**WORK TASK**
Whatever the records say, set them down exactly.

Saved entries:
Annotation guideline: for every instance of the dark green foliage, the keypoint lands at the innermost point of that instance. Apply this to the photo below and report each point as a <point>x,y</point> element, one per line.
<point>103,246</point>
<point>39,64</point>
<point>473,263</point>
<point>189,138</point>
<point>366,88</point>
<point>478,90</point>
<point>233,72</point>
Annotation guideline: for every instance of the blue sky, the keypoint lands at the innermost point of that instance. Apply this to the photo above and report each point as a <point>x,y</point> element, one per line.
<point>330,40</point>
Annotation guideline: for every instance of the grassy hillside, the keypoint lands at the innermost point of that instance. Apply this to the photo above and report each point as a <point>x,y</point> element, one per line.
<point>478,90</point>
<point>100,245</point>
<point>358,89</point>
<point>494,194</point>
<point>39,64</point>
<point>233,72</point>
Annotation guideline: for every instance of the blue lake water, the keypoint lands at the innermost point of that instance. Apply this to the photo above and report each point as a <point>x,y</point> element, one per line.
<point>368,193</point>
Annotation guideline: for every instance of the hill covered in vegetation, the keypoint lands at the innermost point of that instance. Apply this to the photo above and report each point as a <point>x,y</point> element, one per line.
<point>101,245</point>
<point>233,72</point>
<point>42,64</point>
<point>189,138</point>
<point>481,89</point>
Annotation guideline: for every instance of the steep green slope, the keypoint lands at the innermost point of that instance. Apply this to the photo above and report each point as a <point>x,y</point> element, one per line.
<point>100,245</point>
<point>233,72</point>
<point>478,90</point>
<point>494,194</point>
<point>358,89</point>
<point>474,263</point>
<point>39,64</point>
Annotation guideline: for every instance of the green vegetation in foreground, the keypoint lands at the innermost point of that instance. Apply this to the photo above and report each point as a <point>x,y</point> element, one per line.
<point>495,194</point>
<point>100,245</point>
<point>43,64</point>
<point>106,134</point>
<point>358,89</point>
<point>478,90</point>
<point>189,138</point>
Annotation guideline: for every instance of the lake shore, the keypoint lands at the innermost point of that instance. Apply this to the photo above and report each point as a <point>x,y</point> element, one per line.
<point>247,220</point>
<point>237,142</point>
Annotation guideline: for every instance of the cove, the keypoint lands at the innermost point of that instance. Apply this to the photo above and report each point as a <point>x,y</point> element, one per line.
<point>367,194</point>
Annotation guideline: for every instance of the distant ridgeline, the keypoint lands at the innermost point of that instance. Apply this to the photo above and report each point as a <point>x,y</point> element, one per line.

**TASK ANSWER**
Annotation guideline: for every instance of the dark green foliage, the keypoint lands at the innermost point of that instance. Apply this to the photo below and report each point as a <point>x,y</point> element, one per line.
<point>103,246</point>
<point>39,64</point>
<point>473,263</point>
<point>189,138</point>
<point>366,88</point>
<point>478,90</point>
<point>233,72</point>
Annotation guideline: for every instance of the blue sky, the keypoint lands at the innermost point of that instance. Apply this to the photo above and report each point as a <point>x,y</point> element, one per line.
<point>330,40</point>
Annotation guideline: for every instance of the grassy hillside, the keypoint lands at the innermost point of that instance. Apply this to the photo above and report each point as a <point>x,y</point> element, one per line.
<point>478,90</point>
<point>100,245</point>
<point>358,89</point>
<point>494,194</point>
<point>39,64</point>
<point>233,72</point>
Annotation guideline: for every instance of the blue lake water, the keypoint lands at the innermost point of that instance. Apply this to the photo above and report each point as a <point>x,y</point> element, one per line.
<point>368,193</point>
Annotation guideline: for every instance of the hill covered in vegetation, the keypoint lands at the innermost point of that instance. Apply this to the photo above and report each point as a <point>x,y</point> element, one per line.
<point>101,245</point>
<point>233,72</point>
<point>42,64</point>
<point>189,138</point>
<point>481,89</point>
Annotation guideline: for every instance of the steep green slope, the keypoint lands at the innermost point of that instance. Apply this to the photo above and report each point as a <point>x,y</point> element, one per line.
<point>100,245</point>
<point>233,72</point>
<point>478,90</point>
<point>494,194</point>
<point>358,89</point>
<point>474,263</point>
<point>39,64</point>
Annotation guideline: for every instance of the green vegetation in foreground, the keypoint lands at the innermost point of that instance. Apply this to the photo above and report each point as a <point>x,y</point> element, one per line.
<point>495,194</point>
<point>100,245</point>
<point>43,64</point>
<point>106,134</point>
<point>358,89</point>
<point>478,90</point>
<point>189,138</point>
Annotation guideline: for every instance of the lake shore, the keypoint lands at the innermost point of that instance. Apply this to the photo above and report each point as a <point>x,y</point> element, one per line.
<point>247,220</point>
<point>237,142</point>
Annotation guideline: for every instance of the cove, the keypoint lands at the innermost point of that instance. Apply this to the photo above and report each point as a <point>x,y</point> element, one per line.
<point>367,194</point>
Annotation guideline: for every instance of the distant ridgeline, the keypoint lands at the innermost point of that instance. Apply this to the photo above and report each point as a <point>x,y</point> element, one per line.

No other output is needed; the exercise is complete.